Page extract:
::::
She describes typical experiences that most vegetarians face in a
carnivorous world. I've experienced it and I'm sure you have too. The key is
to be gracious in either bringing your own food (with permission) or
selectively accepting the food being offered. I don't have a problem with
eating a little something beforehand either. If somebody notices that you
are picking then kindly explain that you are vegetarian. Usually no problem.

On the other hand, you have been asked how "gracious" you would be if
somebody threw a slab of steak on your plate and you have not yet replied.
Somehow I doubt that you would be as gracious as you like to think you are,
particularly with your personality disorder. I also find it quite ironic
that you accuse somebody else of being an "OFFENSIVE asshole".



Scented Nectar
2005-08-31 12:09:58 EST
"usual suspect" <support@our.troops> wrote in message
news:9riRe.214613$gL1.22004@tornado.texas.rr.com...
> Skanky's irrational obsession with my diet has led to an interesting
> exchange about how she's offended her hosts in the past. Let's discuss
> one facet of this dialogue a little deeper.
>
> > You snipped away my
> > real concern
> > about the other
> > possibilities.
>
> What "other possibilities"? How many OTHER ways have you offended your
> hosts?
>
> From some of your posts over the last few days:
>
> If it's a stranger,
> like a neighbourhood welcome
> group to new neighbours, then you
> can't be scared to say you are
> veg*n.
> -- Skanky

Nothing wrong with that when
told you'll be offered meatloaves
etc.

> I have no trouble
> saying to people "You might want
> to think twice about inviting me.
> I'm hard to feed being vegetarian.".
> -- Skanky

I've had great success with this.
No offending at all. There has
always turned out to be something
I could eat. Once a friend's dad
made it into a big adventure
where everyone tried veggie
burgers for the first time. It went
over quite well.

> They don't mind
> talking about it either, so if they are
> having a dinner where the only
> vegan item is side of green peas,
> one can eat before the get-together
> or bring something.
> -- Skanky

True friends let you know. If
the meal is too meat based
there is also the option of
showing up to the party just
in time for desert and hanging
out.

> Other times they
> don't get offended if you bring your
> own, like veg patties to a bbq.
> -- Skanky

I've never offended anyone by
doing this. Then again, maybe
Toronto is just a little more
laid back and accepting of
other's differences than a
hard to the right state like
Texas is.

> It sounds like you have plenty of experience with all of the above
> "possibilities," you carless orthorexic OFFENSIVE asshole. Tell us how
> many other ways you've offended gracious hosts, and please explain how
> your serial offenses to other humans make you a better person than you'd
> be if you'd eat what they graciously offer.

I have the skill/ability/luck of not
offending those whose meat I
have turned down. In fact I only
have ever offended one person
that way and he turned out to be
quite easily offended by anything.


--
SN
http://www.scentednectar.com/veg/




Usual Suspect
2005-08-31 12:23:11 EST
Candy-ass James Strutz wrote:
>>Skanky's irrational obsession with my diet has led to an interesting
>>exchange about how she's offended her hosts in the past. Let's discuss one
>>facet of this dialogue a little deeper.
>>
>>
>>>You snipped away my
>>>real concern
>>>about the other
>>>possibilities.
::::
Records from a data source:
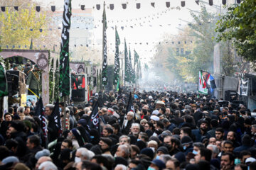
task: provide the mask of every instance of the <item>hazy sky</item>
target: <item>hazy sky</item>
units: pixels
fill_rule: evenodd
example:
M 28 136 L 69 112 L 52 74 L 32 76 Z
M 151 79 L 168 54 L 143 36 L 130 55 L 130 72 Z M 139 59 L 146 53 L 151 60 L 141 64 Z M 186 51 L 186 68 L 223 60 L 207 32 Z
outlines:
M 207 0 L 204 1 L 208 1 Z M 36 0 L 36 1 L 48 5 L 55 5 L 56 6 L 56 11 L 61 11 L 63 8 L 64 1 L 63 0 Z M 86 8 L 95 7 L 92 11 L 95 18 L 94 25 L 100 26 L 99 27 L 97 26 L 97 28 L 93 29 L 95 40 L 102 38 L 102 36 L 101 21 L 103 11 L 103 1 L 102 0 L 72 1 L 73 8 L 80 8 L 80 5 L 85 5 L 85 10 Z M 189 22 L 192 21 L 188 8 L 200 11 L 200 6 L 196 4 L 194 0 L 185 1 L 185 7 L 181 7 L 180 0 L 171 0 L 169 1 L 171 2 L 171 7 L 167 8 L 166 1 L 105 1 L 107 19 L 109 21 L 107 23 L 108 28 L 107 30 L 109 52 L 112 52 L 112 50 L 114 50 L 114 29 L 112 29 L 111 27 L 114 28 L 117 26 L 121 40 L 119 50 L 124 50 L 124 45 L 123 43 L 124 39 L 126 38 L 127 46 L 130 46 L 132 51 L 135 48 L 140 58 L 143 60 L 142 62 L 146 62 L 154 55 L 154 52 L 150 52 L 150 50 L 154 50 L 156 43 L 163 40 L 165 33 L 175 35 L 178 30 L 176 28 L 177 27 L 182 28 L 187 24 L 186 22 L 182 21 L 179 18 Z M 151 2 L 155 2 L 154 8 L 151 5 Z M 141 3 L 141 8 L 139 9 L 136 8 L 137 3 Z M 113 10 L 108 8 L 110 4 L 114 4 Z M 127 4 L 126 9 L 122 8 L 122 4 Z M 100 10 L 96 9 L 96 4 L 101 5 Z M 220 6 L 220 1 L 213 0 L 213 4 Z M 210 6 L 208 4 L 206 4 L 206 6 L 211 11 L 216 11 L 215 7 Z M 171 7 L 175 7 L 175 8 L 170 9 Z M 176 7 L 179 7 L 181 10 L 176 9 Z M 161 25 L 161 26 L 159 25 Z M 121 29 L 122 26 L 124 26 L 124 30 Z M 146 44 L 146 42 L 148 42 L 148 45 Z M 112 43 L 112 45 L 110 45 L 110 43 Z M 135 43 L 137 44 L 135 45 Z M 139 43 L 142 43 L 142 45 Z

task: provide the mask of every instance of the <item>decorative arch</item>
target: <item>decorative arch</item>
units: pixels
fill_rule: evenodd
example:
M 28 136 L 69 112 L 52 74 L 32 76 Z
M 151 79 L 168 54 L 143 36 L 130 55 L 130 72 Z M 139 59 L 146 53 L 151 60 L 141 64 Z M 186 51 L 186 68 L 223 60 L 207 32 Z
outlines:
::::
Work instructions:
[A] Answer these questions from the thread:
(i) What did a friend's dad have everyone try for the first time?
(ii) Which city does Scented Nectar suggest may be more laid back than Texas?
(iii) What food is given as an example of bringing your own to a bbq?
[B] Write out the part of the thread between "I've never offended" and "they graciously offer.", inclusive, substituting "Vancouver" for "Toronto".

Written responses:
[A]
(i) Veggie burgers.
(ii) Toronto.
(iii) Veg patties.

[B]
I've never offended anyone by
doing this. Then again, maybe
Vancouver is just a little more
laid back and accepting of
other's differences than a
hard to the right state like
Texas is.

> It sounds like you have plenty of experience with all of the above
> "possibilities," you carless orthorexic OFFENSIVE asshole. Tell us how
> many other ways you've offended gracious hosts, and please explain how
> your serial offenses to other humans make you a better person than you'd
> be if you'd eat what they graciously offer.